# Forum Learning Russian Language Translate This!  Expressing age.

## TronDD

How do you express age? 
For example: 
I am 24.
Are you 18?
How old are you?
My car is 34 years old. 
I'm making a wild guess that it's not a direct translation.  In English, we often drop the "years old".  What about in Russian? 
Tim.

----------


## Pravit

> How do you express age? 
> For example: 
> I am 24.
> Are you 18?
> How old are you?
> My car is 34 years old. 
> I'm making a wild guess that it's not a direct translation.  In English, we often drop the "years old".  What about in Russian? 
> Tim.

 It's usually expressed by the dative and then the number of years. If the number ends(or is) 1, then it is год. If it is 2,3,4, it is года. If it is 5 or above, it is лет. Don't ask why  ::  
Мне 24 года.
Тебе 18 лет?
Сколько тебе лет? 
About the car I'm not sure, but I suppose you could follow the pattern..
Моей машине 34 года.

----------


## TronDD

Cool.  Simple enough. 
Спасибо.

Data drawn from a collection
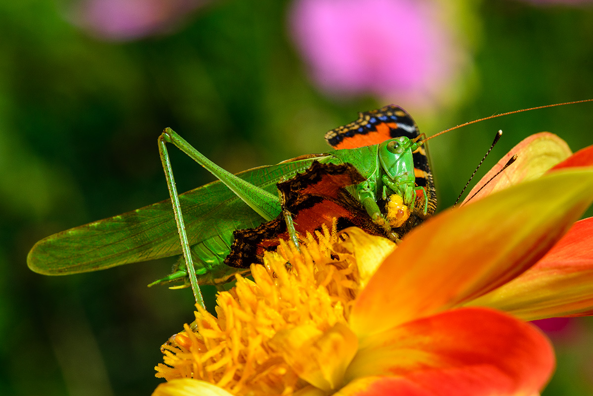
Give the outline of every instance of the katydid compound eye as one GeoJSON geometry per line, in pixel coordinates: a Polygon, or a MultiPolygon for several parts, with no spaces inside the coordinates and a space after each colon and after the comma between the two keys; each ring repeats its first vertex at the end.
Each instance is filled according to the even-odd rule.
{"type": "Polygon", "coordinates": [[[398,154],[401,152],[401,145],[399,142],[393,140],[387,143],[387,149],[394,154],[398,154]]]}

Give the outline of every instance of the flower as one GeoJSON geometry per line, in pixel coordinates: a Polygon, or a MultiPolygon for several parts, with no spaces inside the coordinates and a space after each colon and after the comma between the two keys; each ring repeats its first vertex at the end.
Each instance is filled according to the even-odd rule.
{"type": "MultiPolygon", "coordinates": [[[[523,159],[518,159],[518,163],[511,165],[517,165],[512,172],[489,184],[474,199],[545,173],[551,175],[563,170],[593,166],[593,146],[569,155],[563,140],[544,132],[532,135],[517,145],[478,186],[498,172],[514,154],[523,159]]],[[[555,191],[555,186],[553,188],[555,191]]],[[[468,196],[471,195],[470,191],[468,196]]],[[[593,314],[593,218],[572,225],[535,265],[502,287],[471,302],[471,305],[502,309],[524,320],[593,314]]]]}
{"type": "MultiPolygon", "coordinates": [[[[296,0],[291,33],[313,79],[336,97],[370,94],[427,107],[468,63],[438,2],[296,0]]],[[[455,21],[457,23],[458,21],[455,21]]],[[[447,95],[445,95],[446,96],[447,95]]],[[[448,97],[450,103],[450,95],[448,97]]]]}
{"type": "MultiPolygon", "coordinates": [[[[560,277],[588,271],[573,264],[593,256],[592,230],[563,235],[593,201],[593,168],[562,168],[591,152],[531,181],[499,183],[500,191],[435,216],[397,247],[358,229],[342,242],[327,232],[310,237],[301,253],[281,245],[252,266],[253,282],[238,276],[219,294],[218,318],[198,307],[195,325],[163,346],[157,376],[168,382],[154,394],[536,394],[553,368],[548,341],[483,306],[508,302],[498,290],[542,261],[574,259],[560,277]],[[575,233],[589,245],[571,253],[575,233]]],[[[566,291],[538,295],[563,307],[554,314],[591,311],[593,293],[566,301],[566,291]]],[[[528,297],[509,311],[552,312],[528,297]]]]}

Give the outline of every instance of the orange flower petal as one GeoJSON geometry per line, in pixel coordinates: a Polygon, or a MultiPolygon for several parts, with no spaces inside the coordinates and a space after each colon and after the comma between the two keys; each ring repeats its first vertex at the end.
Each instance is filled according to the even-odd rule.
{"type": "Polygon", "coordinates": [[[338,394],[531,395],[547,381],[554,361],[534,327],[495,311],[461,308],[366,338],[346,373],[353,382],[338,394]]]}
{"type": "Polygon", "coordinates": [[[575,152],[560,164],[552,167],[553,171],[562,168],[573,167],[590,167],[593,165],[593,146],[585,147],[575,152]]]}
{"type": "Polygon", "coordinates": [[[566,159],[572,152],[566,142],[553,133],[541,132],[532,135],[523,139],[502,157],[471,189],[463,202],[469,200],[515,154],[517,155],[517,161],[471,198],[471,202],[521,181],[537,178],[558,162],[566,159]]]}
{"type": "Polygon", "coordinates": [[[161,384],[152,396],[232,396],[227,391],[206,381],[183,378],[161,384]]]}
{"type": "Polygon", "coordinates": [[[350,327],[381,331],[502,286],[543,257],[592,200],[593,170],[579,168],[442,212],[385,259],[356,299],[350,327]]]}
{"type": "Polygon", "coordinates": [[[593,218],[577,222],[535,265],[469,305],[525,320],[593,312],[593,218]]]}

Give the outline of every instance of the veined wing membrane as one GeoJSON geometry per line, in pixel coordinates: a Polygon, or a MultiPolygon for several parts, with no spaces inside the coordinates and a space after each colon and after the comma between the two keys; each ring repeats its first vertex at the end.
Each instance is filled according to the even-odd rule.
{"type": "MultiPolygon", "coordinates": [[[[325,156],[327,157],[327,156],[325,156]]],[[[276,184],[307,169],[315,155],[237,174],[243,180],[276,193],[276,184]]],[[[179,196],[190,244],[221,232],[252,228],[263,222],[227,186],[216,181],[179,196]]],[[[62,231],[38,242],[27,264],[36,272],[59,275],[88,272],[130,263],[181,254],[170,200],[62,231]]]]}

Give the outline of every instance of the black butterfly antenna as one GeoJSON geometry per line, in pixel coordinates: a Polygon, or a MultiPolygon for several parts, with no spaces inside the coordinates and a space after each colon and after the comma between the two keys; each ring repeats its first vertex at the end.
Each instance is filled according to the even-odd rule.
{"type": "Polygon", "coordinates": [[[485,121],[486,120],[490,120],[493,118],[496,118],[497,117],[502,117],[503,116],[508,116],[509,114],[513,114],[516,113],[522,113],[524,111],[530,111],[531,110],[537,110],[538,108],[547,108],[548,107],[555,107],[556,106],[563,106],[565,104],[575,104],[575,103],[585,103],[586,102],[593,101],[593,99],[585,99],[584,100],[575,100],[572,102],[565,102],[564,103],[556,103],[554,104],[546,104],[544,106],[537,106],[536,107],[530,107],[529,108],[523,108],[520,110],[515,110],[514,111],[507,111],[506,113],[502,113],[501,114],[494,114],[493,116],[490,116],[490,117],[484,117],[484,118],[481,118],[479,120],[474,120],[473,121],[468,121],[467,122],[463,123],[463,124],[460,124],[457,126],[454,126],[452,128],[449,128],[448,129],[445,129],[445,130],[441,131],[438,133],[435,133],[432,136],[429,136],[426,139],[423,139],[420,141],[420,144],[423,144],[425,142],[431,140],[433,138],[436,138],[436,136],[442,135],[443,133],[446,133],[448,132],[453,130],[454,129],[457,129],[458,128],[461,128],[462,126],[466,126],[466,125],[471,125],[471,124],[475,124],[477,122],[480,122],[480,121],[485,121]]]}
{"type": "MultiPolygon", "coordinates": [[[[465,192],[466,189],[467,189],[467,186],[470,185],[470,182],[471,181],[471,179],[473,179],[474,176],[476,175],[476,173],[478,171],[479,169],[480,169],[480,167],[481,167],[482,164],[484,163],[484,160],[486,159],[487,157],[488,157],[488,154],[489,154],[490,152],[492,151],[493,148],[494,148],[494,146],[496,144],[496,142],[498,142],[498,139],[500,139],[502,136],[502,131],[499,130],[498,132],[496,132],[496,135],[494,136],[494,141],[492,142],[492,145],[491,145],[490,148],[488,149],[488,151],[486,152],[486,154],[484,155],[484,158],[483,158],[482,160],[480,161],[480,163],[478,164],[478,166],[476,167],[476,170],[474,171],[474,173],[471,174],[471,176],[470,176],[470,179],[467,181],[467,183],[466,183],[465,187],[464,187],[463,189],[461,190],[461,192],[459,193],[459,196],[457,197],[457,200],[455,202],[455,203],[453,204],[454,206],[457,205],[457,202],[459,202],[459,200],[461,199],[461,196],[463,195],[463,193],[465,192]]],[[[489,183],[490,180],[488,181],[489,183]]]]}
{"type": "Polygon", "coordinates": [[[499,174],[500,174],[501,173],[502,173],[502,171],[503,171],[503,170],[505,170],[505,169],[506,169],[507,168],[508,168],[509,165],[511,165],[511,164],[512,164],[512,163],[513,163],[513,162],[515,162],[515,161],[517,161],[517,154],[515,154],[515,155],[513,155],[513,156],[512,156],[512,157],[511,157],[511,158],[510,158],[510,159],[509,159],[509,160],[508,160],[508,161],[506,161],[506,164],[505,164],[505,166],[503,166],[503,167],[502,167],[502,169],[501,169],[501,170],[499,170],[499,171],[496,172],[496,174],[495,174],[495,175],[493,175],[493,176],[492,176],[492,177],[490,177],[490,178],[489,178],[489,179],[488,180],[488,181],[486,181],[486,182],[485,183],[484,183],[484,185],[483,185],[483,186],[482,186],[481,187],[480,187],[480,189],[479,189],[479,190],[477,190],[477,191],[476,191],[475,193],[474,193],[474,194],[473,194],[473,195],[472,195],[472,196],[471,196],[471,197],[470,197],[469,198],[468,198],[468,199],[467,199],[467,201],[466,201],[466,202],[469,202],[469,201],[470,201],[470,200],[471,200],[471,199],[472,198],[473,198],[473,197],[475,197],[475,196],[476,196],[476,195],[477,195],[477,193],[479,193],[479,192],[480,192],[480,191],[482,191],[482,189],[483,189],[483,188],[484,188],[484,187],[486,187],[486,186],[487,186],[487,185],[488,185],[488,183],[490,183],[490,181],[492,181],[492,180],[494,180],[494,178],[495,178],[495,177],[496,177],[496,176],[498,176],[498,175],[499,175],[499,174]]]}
* * *
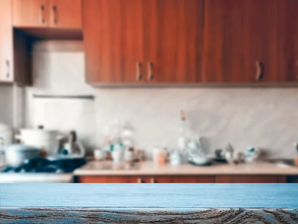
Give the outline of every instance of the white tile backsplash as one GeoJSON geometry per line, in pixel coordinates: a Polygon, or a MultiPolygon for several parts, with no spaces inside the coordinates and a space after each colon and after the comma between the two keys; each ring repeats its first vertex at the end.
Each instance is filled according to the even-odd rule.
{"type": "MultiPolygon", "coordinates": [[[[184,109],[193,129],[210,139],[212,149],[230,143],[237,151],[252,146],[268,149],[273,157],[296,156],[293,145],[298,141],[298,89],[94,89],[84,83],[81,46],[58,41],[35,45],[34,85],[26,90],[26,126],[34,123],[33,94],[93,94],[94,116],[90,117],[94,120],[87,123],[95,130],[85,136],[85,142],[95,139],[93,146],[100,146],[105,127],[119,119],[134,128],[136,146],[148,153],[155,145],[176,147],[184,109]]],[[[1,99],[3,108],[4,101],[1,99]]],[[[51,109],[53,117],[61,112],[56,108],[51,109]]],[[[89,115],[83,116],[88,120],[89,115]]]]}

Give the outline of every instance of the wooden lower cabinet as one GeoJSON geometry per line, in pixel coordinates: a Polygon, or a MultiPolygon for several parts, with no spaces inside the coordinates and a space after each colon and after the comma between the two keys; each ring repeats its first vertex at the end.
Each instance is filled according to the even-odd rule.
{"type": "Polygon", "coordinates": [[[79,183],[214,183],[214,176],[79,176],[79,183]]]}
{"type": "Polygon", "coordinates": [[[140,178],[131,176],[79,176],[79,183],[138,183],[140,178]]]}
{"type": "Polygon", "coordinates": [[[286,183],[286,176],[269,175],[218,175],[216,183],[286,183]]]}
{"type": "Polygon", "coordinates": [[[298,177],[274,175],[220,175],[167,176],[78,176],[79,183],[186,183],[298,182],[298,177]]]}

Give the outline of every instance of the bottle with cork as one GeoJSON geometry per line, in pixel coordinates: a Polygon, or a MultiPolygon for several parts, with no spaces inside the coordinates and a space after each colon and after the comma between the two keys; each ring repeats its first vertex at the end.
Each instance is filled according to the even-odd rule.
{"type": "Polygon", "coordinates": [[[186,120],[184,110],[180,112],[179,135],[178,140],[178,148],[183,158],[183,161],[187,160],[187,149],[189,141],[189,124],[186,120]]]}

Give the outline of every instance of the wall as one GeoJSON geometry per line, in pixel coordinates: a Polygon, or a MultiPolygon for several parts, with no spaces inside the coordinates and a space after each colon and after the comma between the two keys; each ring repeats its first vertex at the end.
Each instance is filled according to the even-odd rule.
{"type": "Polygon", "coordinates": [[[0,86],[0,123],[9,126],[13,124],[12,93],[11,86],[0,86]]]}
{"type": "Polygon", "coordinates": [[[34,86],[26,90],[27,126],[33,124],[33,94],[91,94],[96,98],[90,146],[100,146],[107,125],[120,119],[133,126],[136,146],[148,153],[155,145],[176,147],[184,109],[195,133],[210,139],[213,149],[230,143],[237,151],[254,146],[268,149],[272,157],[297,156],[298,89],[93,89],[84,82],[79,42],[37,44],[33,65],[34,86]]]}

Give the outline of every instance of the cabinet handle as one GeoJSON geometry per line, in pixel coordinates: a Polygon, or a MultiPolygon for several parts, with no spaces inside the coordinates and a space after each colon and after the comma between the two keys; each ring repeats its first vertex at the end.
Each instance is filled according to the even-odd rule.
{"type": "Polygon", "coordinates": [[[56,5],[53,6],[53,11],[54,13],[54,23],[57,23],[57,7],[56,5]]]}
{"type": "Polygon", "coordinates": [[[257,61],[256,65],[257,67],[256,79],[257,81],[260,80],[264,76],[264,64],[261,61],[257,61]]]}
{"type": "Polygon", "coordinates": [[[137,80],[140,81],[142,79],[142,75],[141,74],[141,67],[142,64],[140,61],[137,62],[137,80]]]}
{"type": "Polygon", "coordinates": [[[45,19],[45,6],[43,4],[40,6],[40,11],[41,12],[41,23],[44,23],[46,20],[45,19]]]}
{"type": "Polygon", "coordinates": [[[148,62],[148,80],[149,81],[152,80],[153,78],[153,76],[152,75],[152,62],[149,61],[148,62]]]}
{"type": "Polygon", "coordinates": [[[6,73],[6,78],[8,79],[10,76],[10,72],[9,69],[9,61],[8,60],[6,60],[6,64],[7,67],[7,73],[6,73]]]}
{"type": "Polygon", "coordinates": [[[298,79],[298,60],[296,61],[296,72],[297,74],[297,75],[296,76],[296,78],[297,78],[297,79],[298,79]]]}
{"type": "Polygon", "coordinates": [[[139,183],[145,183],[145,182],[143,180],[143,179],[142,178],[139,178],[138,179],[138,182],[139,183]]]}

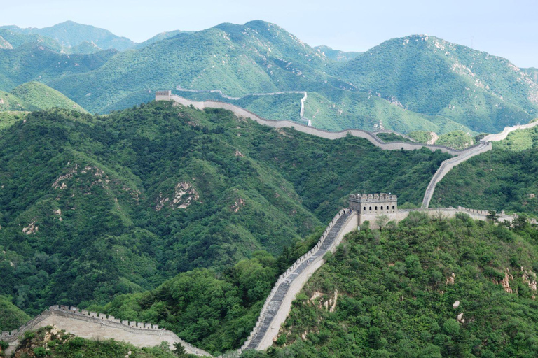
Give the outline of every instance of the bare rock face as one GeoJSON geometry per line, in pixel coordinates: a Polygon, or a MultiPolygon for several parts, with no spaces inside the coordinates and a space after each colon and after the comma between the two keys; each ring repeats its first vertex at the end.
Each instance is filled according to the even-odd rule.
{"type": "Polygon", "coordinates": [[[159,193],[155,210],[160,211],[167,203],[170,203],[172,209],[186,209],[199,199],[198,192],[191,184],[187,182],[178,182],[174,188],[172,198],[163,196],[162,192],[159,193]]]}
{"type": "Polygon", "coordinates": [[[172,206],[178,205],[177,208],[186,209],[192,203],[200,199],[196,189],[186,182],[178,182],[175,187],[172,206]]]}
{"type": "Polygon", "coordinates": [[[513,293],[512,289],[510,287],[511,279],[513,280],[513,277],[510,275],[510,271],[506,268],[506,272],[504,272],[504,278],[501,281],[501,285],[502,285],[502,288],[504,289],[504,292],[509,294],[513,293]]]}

### [Challenge 1]
Reproduce word for word the section of the forum thread on expressing age in Russian that opens with the words containing "It's usually expressed" and closes with "Мне 24 года.".
### [Challenge 2]
Pick out each line of the listing that contains the string "cabinet", copying every such line in full.
The forum thread on expressing age in Russian and the listing have nothing to do with each other.

### [Task answer 1]
It's usually expressed by the dative and then the number of years. If the number ends(or is) 1, then it is год. If it is 2,3,4, it is года. If it is 5 or above, it is лет. Don't ask why  ::  
Мне 24 года.

### [Task answer 2]
Give the outline of every instance of the wooden lower cabinet as one GeoJSON geometry per line, in pixel coordinates: a Polygon, or a MultiPolygon for several parts, with no spaces inside the coordinates and a space after each colon and after the comma between the two keys; each ring repeats its first vertex at the end.
Give the outline of every instance of the cabinet handle as one GeoJSON geometry per line, in pixel coordinates: a Polygon, or a MultiPolygon for several parts, with no spaces inside the coordinates and a space after each colon and after the comma between the two keys; each ring repeats its first vertex at the end.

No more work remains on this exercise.